##### RECORDS

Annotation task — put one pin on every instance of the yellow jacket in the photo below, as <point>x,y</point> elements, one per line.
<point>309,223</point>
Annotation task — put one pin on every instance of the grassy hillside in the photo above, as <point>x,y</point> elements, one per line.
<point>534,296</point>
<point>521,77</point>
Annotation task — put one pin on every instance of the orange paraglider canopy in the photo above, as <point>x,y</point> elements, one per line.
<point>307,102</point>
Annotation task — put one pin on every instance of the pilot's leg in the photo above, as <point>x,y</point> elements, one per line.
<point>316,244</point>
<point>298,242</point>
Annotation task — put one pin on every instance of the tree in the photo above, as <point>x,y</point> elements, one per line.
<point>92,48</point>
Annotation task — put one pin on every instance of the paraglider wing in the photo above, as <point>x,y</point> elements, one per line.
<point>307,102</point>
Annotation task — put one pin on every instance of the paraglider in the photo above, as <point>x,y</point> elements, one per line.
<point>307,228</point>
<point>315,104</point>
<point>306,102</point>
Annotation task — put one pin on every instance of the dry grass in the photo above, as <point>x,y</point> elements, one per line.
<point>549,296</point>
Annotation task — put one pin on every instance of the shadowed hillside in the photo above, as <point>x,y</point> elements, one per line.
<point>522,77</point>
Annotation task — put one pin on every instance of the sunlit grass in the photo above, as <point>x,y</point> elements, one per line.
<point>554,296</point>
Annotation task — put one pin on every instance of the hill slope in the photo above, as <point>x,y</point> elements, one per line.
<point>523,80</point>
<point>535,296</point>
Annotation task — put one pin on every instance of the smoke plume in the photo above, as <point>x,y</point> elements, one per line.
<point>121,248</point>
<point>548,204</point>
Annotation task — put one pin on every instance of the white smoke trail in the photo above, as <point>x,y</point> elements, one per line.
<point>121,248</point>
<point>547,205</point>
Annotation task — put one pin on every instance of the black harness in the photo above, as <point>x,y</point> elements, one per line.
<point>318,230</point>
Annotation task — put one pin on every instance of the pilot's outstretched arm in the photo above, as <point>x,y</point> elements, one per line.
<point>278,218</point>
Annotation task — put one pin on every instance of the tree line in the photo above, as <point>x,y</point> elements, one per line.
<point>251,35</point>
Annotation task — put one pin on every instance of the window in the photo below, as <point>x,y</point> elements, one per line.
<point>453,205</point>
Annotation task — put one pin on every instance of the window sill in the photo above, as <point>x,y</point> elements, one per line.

##########

> STATED EXERCISE
Format all of the data above as a numbered list, one line per item, and omit any blank lines.

> FINAL RESULT
1. Annotation task — put one pin on every instance of the yellow jacket in the photo below, as <point>x,y</point> elements, one per line.
2. <point>309,223</point>
3. Annotation task — put one pin on every instance of the grassy hillside in the photo above, as <point>x,y</point> elements, one per line.
4. <point>534,296</point>
5. <point>521,77</point>
6. Annotation task — put one pin on every instance of the orange paraglider canopy in the photo above, as <point>x,y</point> elements, one per line.
7. <point>307,102</point>
8. Annotation task — put one pin on every instance of the pilot's leg in the photo above, as <point>x,y</point> elements, one per line.
9. <point>316,244</point>
10. <point>298,242</point>
11. Annotation task — put one pin on every instance of the tree in the photo above, as <point>x,y</point> elements, one per line.
12. <point>92,48</point>
13. Annotation task — put one pin on every instance of the paraglider wing in the photo above, as <point>x,y</point> elements, one per line.
14. <point>307,102</point>
15. Annotation task — put one pin on every instance of the paraglider in the photo above, as <point>x,y</point> elements, one per line.
16. <point>307,228</point>
17. <point>315,104</point>
18. <point>306,102</point>
19. Annotation task — put one pin on every instance of the dry grass in the photo above, as <point>x,y</point> elements, one per line.
20. <point>549,296</point>
21. Annotation task — put one pin on every instance of the shadowed hillside in the photo above, as <point>x,y</point> elements, one per line.
22. <point>522,77</point>
23. Annotation task — put one pin on every instance of the sunlit grass in the photo above, as <point>x,y</point> elements, one per line.
24. <point>554,296</point>
25. Annotation task — put one pin on every instance of the hill slope in the photo above, as <point>x,y</point> elements, one per line.
26. <point>523,80</point>
27. <point>535,296</point>
28. Annotation task — put one pin on every instance of the smoke plume in the photo above, as <point>x,y</point> elements, one per line.
29. <point>121,248</point>
30. <point>548,204</point>
31. Annotation task — put one pin on every instance of the white smoke trail in the photo above, as <point>x,y</point> elements, one per line.
32. <point>121,248</point>
33. <point>547,205</point>
34. Annotation task — put one pin on every instance of the black harness in the photo above, as <point>x,y</point> elements, one per line.
35. <point>318,230</point>
36. Annotation task — put one pin on every instance of the pilot's outstretched arm in the photo above, as <point>x,y</point> elements, one per line.
37. <point>278,218</point>
38. Annotation task — put one pin on every instance of the tree line in the photo above, as <point>x,y</point> elements, one per line.
39. <point>251,35</point>
40. Annotation task — put one pin on every instance of the window in the photo below, as <point>x,y</point> elements, one per line.
41. <point>453,205</point>
42. Annotation task — put one pin on every instance of the window sill in the photo above, as <point>x,y</point> elements, one per line.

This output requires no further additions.